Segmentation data
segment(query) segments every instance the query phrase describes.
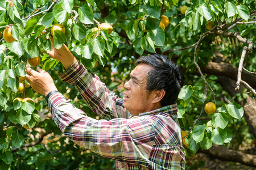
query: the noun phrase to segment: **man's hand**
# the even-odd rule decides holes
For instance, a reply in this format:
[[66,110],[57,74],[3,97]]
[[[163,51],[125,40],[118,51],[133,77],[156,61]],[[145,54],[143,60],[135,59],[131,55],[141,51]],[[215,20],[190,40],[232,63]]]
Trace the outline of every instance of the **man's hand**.
[[60,61],[65,69],[68,69],[76,61],[76,58],[69,51],[67,45],[63,44],[59,49],[56,49],[54,47],[53,37],[51,37],[50,40],[52,42],[52,48],[48,54]]
[[30,86],[37,92],[46,96],[51,91],[57,90],[51,75],[39,67],[36,67],[38,71],[34,70],[28,65],[26,66],[27,74],[26,79]]

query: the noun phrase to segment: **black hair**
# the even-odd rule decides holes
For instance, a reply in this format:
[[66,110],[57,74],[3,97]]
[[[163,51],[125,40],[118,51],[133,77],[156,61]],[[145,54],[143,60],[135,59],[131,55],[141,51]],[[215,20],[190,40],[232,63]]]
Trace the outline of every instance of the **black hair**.
[[180,89],[184,86],[184,77],[179,70],[179,67],[166,56],[153,54],[141,56],[135,62],[135,65],[145,63],[153,67],[147,77],[146,90],[166,91],[166,94],[160,101],[162,107],[174,104],[177,100]]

- **WRITTEN PROBLEM**
Render the records, starting with the line containing "query: the noun phrase to segment: **black" and going on through the line containing "Trace the outline of every instance of the **black", as a JSON list of strings with one string per line and blank lines omitted.

- **ANSWER TO THIS TASK**
[
  "query: the noun phrase to segment: **black hair**",
  "# the even-odd rule decides holes",
  "For instance, a reply in this format:",
  "[[66,110],[57,74],[3,97]]",
  "[[[163,51],[125,40],[118,51],[133,77],[156,61]],[[145,54],[143,60],[135,59],[131,55],[141,51]],[[215,20],[190,40],[232,63]]]",
  "Trace the outline of every instance of the **black hair**."
]